1154 Vertex Coloring (25point(s)) - C语言 PAT 甲级

1154 Vertex Coloring (25point(s))

A proper vertex coloring is a labeling of the graph’s vertices with colors such that no two vertices sharing the same edge have the same color. A coloring using at most k colors is called a (proper) k-coloring.

Now you are supposed to tell if a given coloring is a proper k-coloring.

Input Specification:

Each input file contains one test case. For each case, the first line gives two positive integers N and M (both no more than 10⁴), being the total numbers of vertices and edges, respectively. Then M lines follow, each describes an edge by giving the indices (from 0 to N−1) of the two ends of the edge.

After the graph, a positive integer K (≤ 100) is given, which is the number of colorings you are supposed to check. Then K lines follow, each contains N colors which are represented by non-negative integers in the range of int. The i-th color is the color of the i-th vertex.

Output Specification:

For each coloring, print in a line k-coloring if it is a proper k-coloring for some positive k, or No if not.

Sample Input:

10 11
8 7
6 8
4 5
8 4
8 1
1 2
1 4
9 8
9 1
1 0
2 4
4
0 1 0 1 4 1 0 1 3 0
0 1 0 1 4 1 0 1 0 0
8 1 0 1 4 1 0 5 3 0
1 2 3 4 5 6 7 8 8 9

Sample Output:

4-coloring
No
6-coloring
No

题目大意：

输入 N 个点，M 条边的图，K 次检查，每次给出所有点的颜色，判断是否图的所有边的两端节点颜色不同

若所有边两端点颜色全不同，输出颜色的种数，否则输出 No

设计思路：

• 把图的所有边存起来
• 每次查询，遍历每条边，检查颜色
• 颜色的个数排序后去重

编译器：C (gcc)

#include <stdio.h>
#include <stdlib.h>

int cmp(const void *a, const void *b)
{
        return *((int *)a) - *((int *)b);
}

int get_cnt(int *a, int n)
{
        int i, j;
        qsort(a, n, sizeof(a[0]), cmp);
        for (j = 1; j < n && a[j] != a[j - 1]; j++)
                ;
        for (i = j - 1, j = j + 1; j < n; j++)
                if (a[i] != a[j])
                        a[++i] = a[j];
        return i + 1;
}

int main(void)
{
        int n, m, k, e[10010][2], c[10010];
        int i, j, f;

        scanf("%d%d", &n, &m);
        for (i = 0; i < m; i++)
                scanf("%d %d", &e[i][0], &e[i][1]);
        scanf("%d", &k);
        while (k--) {
                f = 1;
                for (i = 0; i < n; i++)
                        scanf("%d", &c[i]);
                for (i = 0; i < m; i++) {
                        if (c[e[i][0]] == c[e[i][1]]) {
                                f = 0;
                                break;
                        }
                }
                if (f)
                        printf("%d-coloring\n", get_cnt(c, n));
                else
                        printf("No\n");
        }
        return 0;
}

▶ _原始清单_
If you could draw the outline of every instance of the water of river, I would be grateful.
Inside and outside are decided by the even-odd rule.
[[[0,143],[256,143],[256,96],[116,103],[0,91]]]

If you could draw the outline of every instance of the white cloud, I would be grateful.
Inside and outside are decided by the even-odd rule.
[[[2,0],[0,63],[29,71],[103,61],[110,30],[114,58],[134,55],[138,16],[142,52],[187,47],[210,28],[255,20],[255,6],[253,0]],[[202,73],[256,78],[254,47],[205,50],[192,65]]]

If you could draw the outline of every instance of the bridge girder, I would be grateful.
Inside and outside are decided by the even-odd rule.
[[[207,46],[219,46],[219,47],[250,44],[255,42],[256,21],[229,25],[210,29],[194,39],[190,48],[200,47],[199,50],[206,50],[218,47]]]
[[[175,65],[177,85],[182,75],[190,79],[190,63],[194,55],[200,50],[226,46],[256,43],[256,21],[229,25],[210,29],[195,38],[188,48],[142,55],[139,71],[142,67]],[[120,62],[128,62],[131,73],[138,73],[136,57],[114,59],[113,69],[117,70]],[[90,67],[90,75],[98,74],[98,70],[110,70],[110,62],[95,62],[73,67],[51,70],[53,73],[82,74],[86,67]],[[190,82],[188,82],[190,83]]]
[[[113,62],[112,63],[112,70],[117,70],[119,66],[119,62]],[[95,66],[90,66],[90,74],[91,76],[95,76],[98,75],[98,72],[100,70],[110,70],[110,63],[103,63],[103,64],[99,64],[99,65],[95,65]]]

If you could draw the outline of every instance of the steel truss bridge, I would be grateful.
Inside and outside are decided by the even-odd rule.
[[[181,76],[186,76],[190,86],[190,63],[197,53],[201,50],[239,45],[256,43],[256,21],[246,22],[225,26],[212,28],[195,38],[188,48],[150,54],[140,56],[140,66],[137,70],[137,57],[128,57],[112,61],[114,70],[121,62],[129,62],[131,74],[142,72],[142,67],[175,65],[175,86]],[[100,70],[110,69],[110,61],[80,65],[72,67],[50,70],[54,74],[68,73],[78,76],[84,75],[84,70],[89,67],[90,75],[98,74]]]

▶ _任务要求_
请把顶点着色题目中从“Each input file”起至“of the edge.”止的这一段重新写出，并将其中的“vertices”替换为“nodes”。 这里用不到清单。

▶ _回答_
Each input file contains one test case. For each case, the first line gives two positive integers N and M (both no more than 10⁴), being the total numbers of nodes and edges, respectively. Then M lines follow, each describes an edge by giving the indices (from 0 to N−1) of the two ends of the edge.